What is required: Rewrite the rows as a numbered list, from the line containing "Target: sunlit leaf" through the last line of the rows, inclusive. Leave out blank lines and include no other lines.

Labeled contour entries:
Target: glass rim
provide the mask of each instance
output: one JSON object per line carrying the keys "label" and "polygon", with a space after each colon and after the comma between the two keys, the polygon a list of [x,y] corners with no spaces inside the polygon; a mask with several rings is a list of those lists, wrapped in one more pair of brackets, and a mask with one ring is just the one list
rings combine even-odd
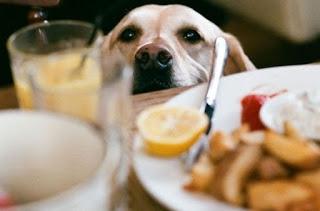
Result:
{"label": "glass rim", "polygon": [[[48,27],[48,26],[52,26],[52,25],[73,25],[73,26],[81,26],[81,27],[94,27],[93,23],[90,22],[86,22],[86,21],[80,21],[80,20],[54,20],[54,21],[45,21],[45,22],[41,22],[41,23],[34,23],[25,27],[22,27],[21,29],[15,31],[13,34],[11,34],[7,40],[7,49],[9,51],[9,53],[14,53],[17,55],[24,55],[24,56],[43,56],[43,55],[48,55],[48,54],[52,54],[52,53],[48,53],[48,54],[35,54],[35,53],[30,53],[30,52],[24,52],[21,51],[19,49],[17,49],[14,46],[14,41],[17,39],[17,37],[19,37],[21,34],[30,31],[30,30],[34,30],[36,28],[39,27]],[[98,37],[102,37],[103,36],[103,32],[101,29],[98,29],[97,31],[97,38]],[[96,40],[97,40],[96,38]],[[78,49],[92,49],[94,48],[93,45],[89,46],[89,47],[81,47]]]}

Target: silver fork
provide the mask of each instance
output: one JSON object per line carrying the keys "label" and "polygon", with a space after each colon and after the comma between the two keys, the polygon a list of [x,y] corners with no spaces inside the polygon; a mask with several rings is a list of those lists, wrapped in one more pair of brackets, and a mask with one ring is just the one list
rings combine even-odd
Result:
{"label": "silver fork", "polygon": [[202,134],[200,139],[194,145],[191,146],[184,157],[184,165],[187,171],[191,170],[192,166],[198,160],[200,154],[208,147],[208,138],[212,129],[212,119],[216,107],[216,97],[218,93],[219,82],[229,54],[228,44],[223,37],[218,37],[216,39],[214,51],[215,62],[212,66],[206,96],[200,108],[201,111],[208,116],[209,125],[207,131]]}

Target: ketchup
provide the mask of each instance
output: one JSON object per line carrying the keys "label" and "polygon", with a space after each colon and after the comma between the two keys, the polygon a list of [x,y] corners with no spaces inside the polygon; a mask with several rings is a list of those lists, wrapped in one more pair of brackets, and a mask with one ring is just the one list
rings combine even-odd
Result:
{"label": "ketchup", "polygon": [[13,205],[13,200],[9,194],[0,190],[0,210],[6,210],[5,208],[9,208]]}
{"label": "ketchup", "polygon": [[241,123],[247,123],[250,130],[261,130],[265,126],[262,124],[259,116],[262,105],[270,99],[270,95],[250,94],[241,100]]}

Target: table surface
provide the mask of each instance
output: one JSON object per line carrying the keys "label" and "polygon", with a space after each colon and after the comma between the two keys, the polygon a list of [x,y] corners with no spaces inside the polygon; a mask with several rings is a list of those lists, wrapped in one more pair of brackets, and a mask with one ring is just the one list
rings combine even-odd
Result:
{"label": "table surface", "polygon": [[[156,92],[149,92],[132,96],[133,120],[143,109],[166,102],[168,99],[189,89],[190,87],[179,87]],[[0,109],[18,108],[18,102],[13,87],[0,88]],[[132,128],[135,132],[135,127]],[[129,175],[130,207],[132,210],[166,210],[149,196],[138,181],[134,171]]]}

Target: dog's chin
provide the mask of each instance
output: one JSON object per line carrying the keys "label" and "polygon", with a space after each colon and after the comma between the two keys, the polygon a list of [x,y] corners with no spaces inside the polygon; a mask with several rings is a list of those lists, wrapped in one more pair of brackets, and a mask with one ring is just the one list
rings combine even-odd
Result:
{"label": "dog's chin", "polygon": [[[171,70],[170,70],[171,72]],[[133,77],[133,94],[157,91],[177,87],[171,74],[142,74],[135,70]]]}
{"label": "dog's chin", "polygon": [[138,81],[134,82],[133,94],[139,94],[144,92],[152,92],[162,89],[169,89],[176,87],[173,83],[159,81],[159,80],[149,80],[149,81]]}

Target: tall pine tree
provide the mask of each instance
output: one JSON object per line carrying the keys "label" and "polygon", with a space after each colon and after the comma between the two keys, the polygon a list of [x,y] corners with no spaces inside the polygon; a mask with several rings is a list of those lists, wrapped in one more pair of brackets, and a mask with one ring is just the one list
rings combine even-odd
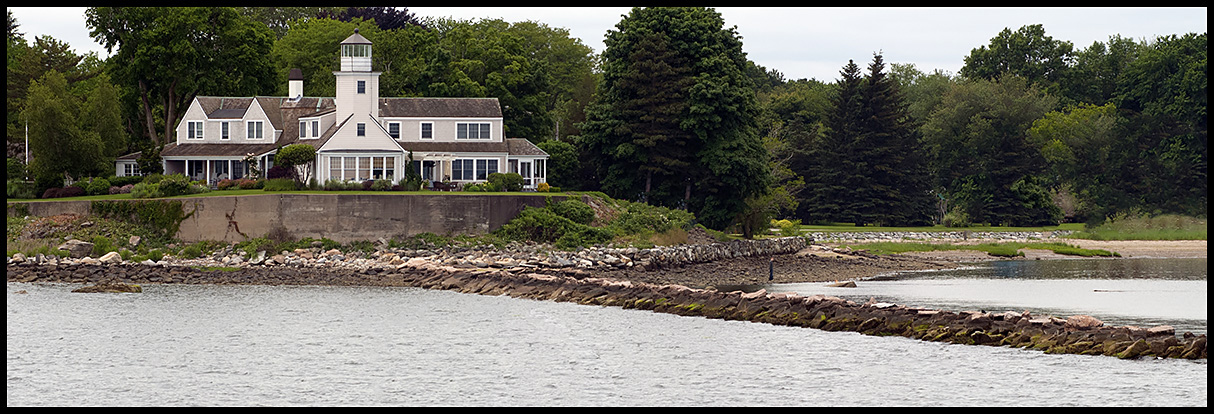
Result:
{"label": "tall pine tree", "polygon": [[749,62],[724,24],[704,7],[637,7],[607,33],[601,87],[575,142],[608,194],[639,199],[648,182],[649,204],[720,229],[768,191]]}
{"label": "tall pine tree", "polygon": [[931,194],[918,129],[898,84],[885,73],[881,55],[873,56],[860,95],[853,154],[864,178],[851,197],[856,223],[930,223]]}
{"label": "tall pine tree", "polygon": [[850,200],[851,191],[860,183],[860,166],[855,165],[852,152],[860,131],[863,79],[852,61],[839,74],[843,78],[832,97],[827,131],[811,142],[804,161],[796,163],[806,166],[796,171],[805,177],[806,194],[798,216],[810,222],[855,222]]}

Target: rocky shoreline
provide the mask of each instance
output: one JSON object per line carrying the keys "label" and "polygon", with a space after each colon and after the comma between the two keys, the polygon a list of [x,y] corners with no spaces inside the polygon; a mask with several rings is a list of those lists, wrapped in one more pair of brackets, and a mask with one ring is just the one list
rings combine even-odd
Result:
{"label": "rocky shoreline", "polygon": [[523,267],[448,266],[414,257],[396,266],[304,267],[271,266],[208,270],[191,266],[138,263],[8,263],[8,282],[74,284],[260,284],[415,287],[480,295],[750,321],[779,325],[898,335],[926,341],[1011,346],[1046,353],[1104,355],[1118,358],[1207,358],[1206,335],[1172,327],[1106,327],[1088,316],[1066,319],[1028,312],[948,312],[894,304],[856,304],[839,297],[696,289],[595,277],[588,270],[563,274],[527,272]]}
{"label": "rocky shoreline", "polygon": [[[1036,237],[1036,236],[1034,236]],[[482,295],[573,301],[708,318],[751,321],[953,344],[1014,346],[1049,353],[1119,358],[1206,358],[1206,335],[1172,327],[1106,327],[1089,316],[948,312],[832,296],[722,291],[716,287],[856,280],[897,271],[951,268],[958,262],[836,249],[804,237],[654,249],[545,245],[323,250],[249,256],[231,246],[199,259],[124,261],[92,257],[8,259],[10,283],[369,285],[446,289]],[[87,291],[87,290],[85,290]]]}

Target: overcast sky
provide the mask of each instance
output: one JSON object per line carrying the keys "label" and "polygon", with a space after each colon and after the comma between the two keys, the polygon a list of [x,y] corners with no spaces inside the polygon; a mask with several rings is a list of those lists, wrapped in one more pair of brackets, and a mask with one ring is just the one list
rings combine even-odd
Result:
{"label": "overcast sky", "polygon": [[[89,38],[84,7],[8,7],[25,39],[49,34],[79,53],[104,49]],[[1076,50],[1111,35],[1153,40],[1158,35],[1206,33],[1207,7],[717,7],[726,27],[737,27],[747,57],[785,79],[834,81],[855,59],[873,53],[886,63],[957,74],[971,50],[1004,28],[1042,24]],[[535,21],[569,30],[595,52],[629,7],[409,7],[418,17]]]}

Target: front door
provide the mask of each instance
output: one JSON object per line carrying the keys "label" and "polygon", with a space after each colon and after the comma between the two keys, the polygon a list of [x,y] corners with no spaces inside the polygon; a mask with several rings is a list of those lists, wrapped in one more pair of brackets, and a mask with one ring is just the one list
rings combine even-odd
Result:
{"label": "front door", "polygon": [[523,188],[531,188],[531,161],[518,161],[518,175],[523,176]]}

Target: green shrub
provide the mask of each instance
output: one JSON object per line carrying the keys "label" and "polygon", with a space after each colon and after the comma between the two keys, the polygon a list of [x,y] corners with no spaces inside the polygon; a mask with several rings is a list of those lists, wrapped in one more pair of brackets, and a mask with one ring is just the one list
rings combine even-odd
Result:
{"label": "green shrub", "polygon": [[551,209],[552,212],[569,219],[575,223],[590,225],[590,222],[595,220],[595,209],[577,199],[565,199],[560,203],[552,203],[548,208]]}
{"label": "green shrub", "polygon": [[779,236],[792,237],[801,234],[801,220],[772,220],[771,227],[779,229]]}
{"label": "green shrub", "polygon": [[261,188],[265,191],[295,191],[295,180],[291,178],[270,178],[266,180],[266,185]]}
{"label": "green shrub", "polygon": [[390,191],[392,189],[392,180],[375,180],[371,182],[373,191]]}
{"label": "green shrub", "polygon": [[141,175],[129,175],[129,176],[121,176],[121,177],[107,177],[107,180],[109,180],[109,185],[110,186],[113,186],[113,187],[121,187],[121,186],[126,186],[126,185],[137,185],[137,183],[141,183],[141,182],[143,182],[143,176],[141,176]]}
{"label": "green shrub", "polygon": [[5,189],[8,198],[34,198],[34,183],[21,180],[8,180]]}
{"label": "green shrub", "polygon": [[159,182],[160,195],[174,197],[174,195],[189,194],[193,182],[189,181],[189,177],[187,177],[183,174],[166,175],[163,178],[160,178]]}
{"label": "green shrub", "polygon": [[523,189],[523,176],[517,172],[493,172],[487,178],[500,191]]}
{"label": "green shrub", "polygon": [[974,225],[970,221],[970,216],[960,208],[954,208],[953,210],[946,212],[941,223],[944,225],[944,227],[970,227]]}
{"label": "green shrub", "polygon": [[149,183],[147,181],[135,185],[131,187],[131,198],[160,198],[164,197],[160,193],[160,185]]}

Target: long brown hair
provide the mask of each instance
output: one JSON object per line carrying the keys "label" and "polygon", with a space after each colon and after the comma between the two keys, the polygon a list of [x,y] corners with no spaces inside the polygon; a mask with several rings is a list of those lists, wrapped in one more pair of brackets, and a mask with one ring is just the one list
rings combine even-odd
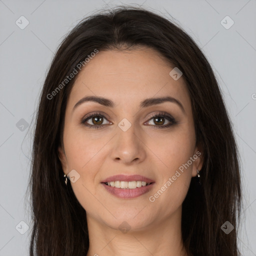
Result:
{"label": "long brown hair", "polygon": [[[29,184],[33,222],[30,256],[84,256],[88,248],[86,212],[70,180],[68,186],[64,182],[58,154],[67,100],[78,75],[64,84],[63,81],[96,49],[144,46],[156,50],[182,72],[192,102],[196,143],[204,148],[202,185],[192,178],[182,204],[186,249],[194,256],[240,255],[239,156],[212,69],[178,25],[144,8],[126,6],[82,20],[63,40],[48,71],[36,117]],[[56,89],[58,86],[60,90]],[[221,228],[226,221],[234,226],[228,234]]]}

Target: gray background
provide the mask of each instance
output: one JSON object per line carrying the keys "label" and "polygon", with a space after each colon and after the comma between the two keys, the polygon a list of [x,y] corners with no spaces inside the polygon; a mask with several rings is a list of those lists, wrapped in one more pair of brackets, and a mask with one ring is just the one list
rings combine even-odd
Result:
{"label": "gray background", "polygon": [[[256,0],[0,0],[0,256],[28,255],[32,225],[25,193],[33,114],[54,52],[82,18],[108,6],[134,2],[168,18],[170,14],[214,68],[241,155],[244,208],[239,246],[242,255],[256,256]],[[29,22],[23,30],[16,24],[22,16]],[[226,16],[234,22],[228,30],[220,22]],[[30,226],[24,234],[18,232],[26,230],[21,221]]]}

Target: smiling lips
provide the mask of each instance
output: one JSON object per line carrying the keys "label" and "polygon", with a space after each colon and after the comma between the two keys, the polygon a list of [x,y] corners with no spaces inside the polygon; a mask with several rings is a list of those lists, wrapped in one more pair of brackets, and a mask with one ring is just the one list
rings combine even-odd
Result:
{"label": "smiling lips", "polygon": [[132,198],[148,192],[154,181],[140,175],[116,175],[102,182],[112,194],[119,198]]}

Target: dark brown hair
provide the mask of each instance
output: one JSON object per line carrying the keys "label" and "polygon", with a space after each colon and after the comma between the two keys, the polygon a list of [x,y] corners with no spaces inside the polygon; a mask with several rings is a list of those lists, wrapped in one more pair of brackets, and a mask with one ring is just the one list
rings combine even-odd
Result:
{"label": "dark brown hair", "polygon": [[[190,255],[236,256],[241,208],[240,162],[232,124],[212,68],[194,40],[174,22],[141,8],[118,6],[82,20],[62,42],[40,96],[29,188],[33,228],[30,256],[85,256],[86,212],[68,186],[58,158],[67,100],[76,77],[49,94],[95,49],[156,50],[183,73],[190,97],[196,144],[202,146],[202,185],[192,178],[182,230]],[[221,226],[234,229],[226,234]]]}

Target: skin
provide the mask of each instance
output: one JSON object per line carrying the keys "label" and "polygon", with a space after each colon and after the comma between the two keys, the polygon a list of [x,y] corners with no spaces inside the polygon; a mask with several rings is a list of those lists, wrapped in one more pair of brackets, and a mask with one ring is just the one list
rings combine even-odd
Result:
{"label": "skin", "polygon": [[[60,147],[58,154],[65,174],[75,170],[80,175],[71,184],[86,212],[88,256],[188,255],[182,240],[182,206],[192,177],[202,168],[202,155],[180,172],[154,202],[149,200],[179,167],[198,151],[202,152],[196,144],[188,93],[182,76],[174,80],[169,75],[173,68],[157,52],[143,47],[100,51],[78,74],[66,111],[64,148]],[[109,98],[116,106],[90,102],[72,111],[78,100],[89,96]],[[166,96],[178,100],[185,112],[170,102],[139,106],[146,98]],[[98,112],[105,116],[100,124],[102,128],[80,124],[86,115]],[[159,128],[170,123],[166,118],[164,124],[154,122],[156,118],[150,118],[150,114],[159,112],[170,114],[178,123]],[[125,132],[118,126],[124,118],[132,124]],[[99,125],[93,120],[87,123]],[[138,174],[156,183],[138,197],[119,198],[100,183],[117,174]],[[125,234],[118,228],[124,221],[130,226]]]}

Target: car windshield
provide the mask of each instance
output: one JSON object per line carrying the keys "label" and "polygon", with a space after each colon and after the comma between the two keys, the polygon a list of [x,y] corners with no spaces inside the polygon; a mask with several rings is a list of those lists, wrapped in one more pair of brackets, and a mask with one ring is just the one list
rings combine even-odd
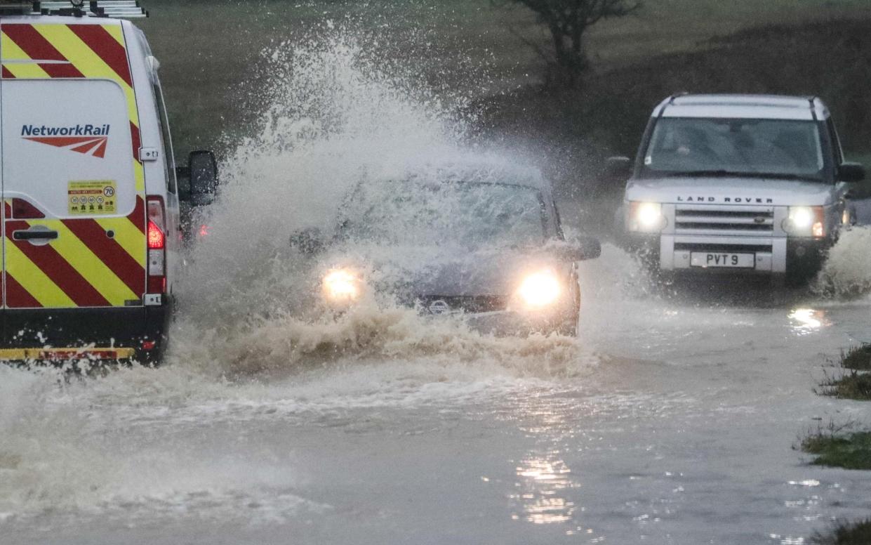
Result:
{"label": "car windshield", "polygon": [[644,167],[659,175],[734,174],[822,181],[825,161],[814,121],[663,118]]}
{"label": "car windshield", "polygon": [[496,183],[367,182],[344,207],[339,237],[354,242],[469,248],[544,240],[540,193]]}

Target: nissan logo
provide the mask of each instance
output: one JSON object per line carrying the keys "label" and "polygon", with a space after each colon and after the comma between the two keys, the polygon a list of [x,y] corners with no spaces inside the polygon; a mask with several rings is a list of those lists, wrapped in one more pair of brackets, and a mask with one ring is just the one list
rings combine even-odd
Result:
{"label": "nissan logo", "polygon": [[428,307],[432,314],[444,314],[450,310],[450,305],[444,299],[438,299],[429,303]]}

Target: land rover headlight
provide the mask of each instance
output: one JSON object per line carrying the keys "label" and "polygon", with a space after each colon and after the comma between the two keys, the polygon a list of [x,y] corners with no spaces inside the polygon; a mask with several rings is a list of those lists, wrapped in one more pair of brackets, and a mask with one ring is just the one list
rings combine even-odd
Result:
{"label": "land rover headlight", "polygon": [[543,270],[523,278],[517,294],[528,307],[540,309],[553,304],[563,293],[559,278],[550,270]]}
{"label": "land rover headlight", "polygon": [[665,216],[658,202],[630,202],[629,230],[645,233],[659,232],[665,227]]}
{"label": "land rover headlight", "polygon": [[825,219],[822,207],[789,207],[783,230],[795,236],[825,236]]}
{"label": "land rover headlight", "polygon": [[324,298],[329,303],[352,303],[360,298],[363,283],[354,269],[334,269],[324,276],[321,288]]}

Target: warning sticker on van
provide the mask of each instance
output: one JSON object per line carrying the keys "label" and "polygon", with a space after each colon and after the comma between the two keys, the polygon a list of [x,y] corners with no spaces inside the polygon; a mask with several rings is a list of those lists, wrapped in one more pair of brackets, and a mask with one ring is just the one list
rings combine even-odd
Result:
{"label": "warning sticker on van", "polygon": [[114,180],[71,181],[66,192],[70,215],[115,214],[118,184]]}

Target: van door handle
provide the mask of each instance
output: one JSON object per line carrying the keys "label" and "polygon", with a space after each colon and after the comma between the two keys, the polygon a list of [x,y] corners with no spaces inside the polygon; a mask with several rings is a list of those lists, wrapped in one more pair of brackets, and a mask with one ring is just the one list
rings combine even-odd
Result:
{"label": "van door handle", "polygon": [[57,238],[57,231],[12,231],[12,238],[17,241],[53,241]]}

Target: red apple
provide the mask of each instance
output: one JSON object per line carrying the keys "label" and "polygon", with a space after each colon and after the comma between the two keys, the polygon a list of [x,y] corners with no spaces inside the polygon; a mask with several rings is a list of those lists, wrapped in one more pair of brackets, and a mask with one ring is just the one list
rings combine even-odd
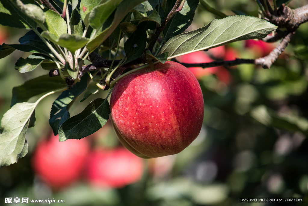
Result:
{"label": "red apple", "polygon": [[5,27],[0,25],[0,44],[3,44],[8,37],[7,32]]}
{"label": "red apple", "polygon": [[251,48],[254,52],[257,57],[268,55],[275,48],[272,43],[267,43],[262,40],[256,41],[253,39],[246,40],[245,47]]}
{"label": "red apple", "polygon": [[226,50],[224,45],[212,48],[209,49],[208,51],[216,59],[223,59],[225,55],[225,52]]}
{"label": "red apple", "polygon": [[90,153],[86,174],[95,186],[119,188],[139,180],[143,168],[142,159],[126,149],[101,149]]}
{"label": "red apple", "polygon": [[[177,57],[176,59],[180,62],[188,64],[206,63],[214,61],[202,51],[185,54]],[[221,67],[216,66],[206,69],[202,67],[188,67],[188,69],[192,73],[196,78],[200,79],[205,75],[216,73]]]}
{"label": "red apple", "polygon": [[38,144],[32,159],[34,171],[52,187],[66,187],[79,178],[89,148],[85,139],[60,142],[52,135]]}
{"label": "red apple", "polygon": [[202,92],[192,73],[173,61],[154,69],[120,79],[110,99],[120,141],[146,158],[182,150],[199,133],[203,119]]}

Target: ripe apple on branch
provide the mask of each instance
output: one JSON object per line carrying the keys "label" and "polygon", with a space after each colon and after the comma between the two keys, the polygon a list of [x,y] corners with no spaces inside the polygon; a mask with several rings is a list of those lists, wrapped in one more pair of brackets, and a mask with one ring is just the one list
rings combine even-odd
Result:
{"label": "ripe apple on branch", "polygon": [[[30,52],[17,61],[16,70],[30,72],[40,65],[50,72],[13,88],[11,107],[1,122],[0,166],[26,155],[26,133],[34,125],[35,107],[45,97],[60,92],[49,121],[60,141],[95,132],[111,114],[120,140],[137,155],[149,158],[179,152],[198,135],[203,116],[200,87],[185,67],[253,64],[269,68],[300,25],[308,20],[308,5],[292,10],[282,4],[273,9],[265,0],[258,4],[262,19],[227,16],[206,6],[220,18],[184,32],[204,1],[161,1],[1,0],[0,10],[7,18],[0,18],[0,24],[29,31],[19,44],[2,44],[0,58],[15,50]],[[272,32],[272,37],[267,36]],[[282,40],[268,55],[256,60],[180,64],[170,61],[255,39]],[[91,63],[85,65],[86,60]],[[90,88],[90,84],[97,89]],[[102,90],[109,91],[104,99],[98,93]],[[71,116],[69,110],[79,97],[82,102],[95,95],[97,99]],[[35,102],[27,102],[37,96]]]}

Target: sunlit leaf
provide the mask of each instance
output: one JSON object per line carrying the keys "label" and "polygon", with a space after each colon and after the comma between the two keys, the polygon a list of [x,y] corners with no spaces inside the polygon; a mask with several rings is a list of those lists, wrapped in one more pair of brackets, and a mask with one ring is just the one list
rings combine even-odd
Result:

Result below:
1. Target: sunlit leaf
2. provide the mask of each instance
3. output: one JSON object per line carrying the keys "label" and "polygon", with a space after each colon and after the comma between the two keys, the polygon a list of [x,y] corners with no spaces inside the polygon; a mask with several rings is a list of those lists, wrapped in one more pair of brackets, and a mask with one ring is just the one list
4. rings combine even-odd
5. Result:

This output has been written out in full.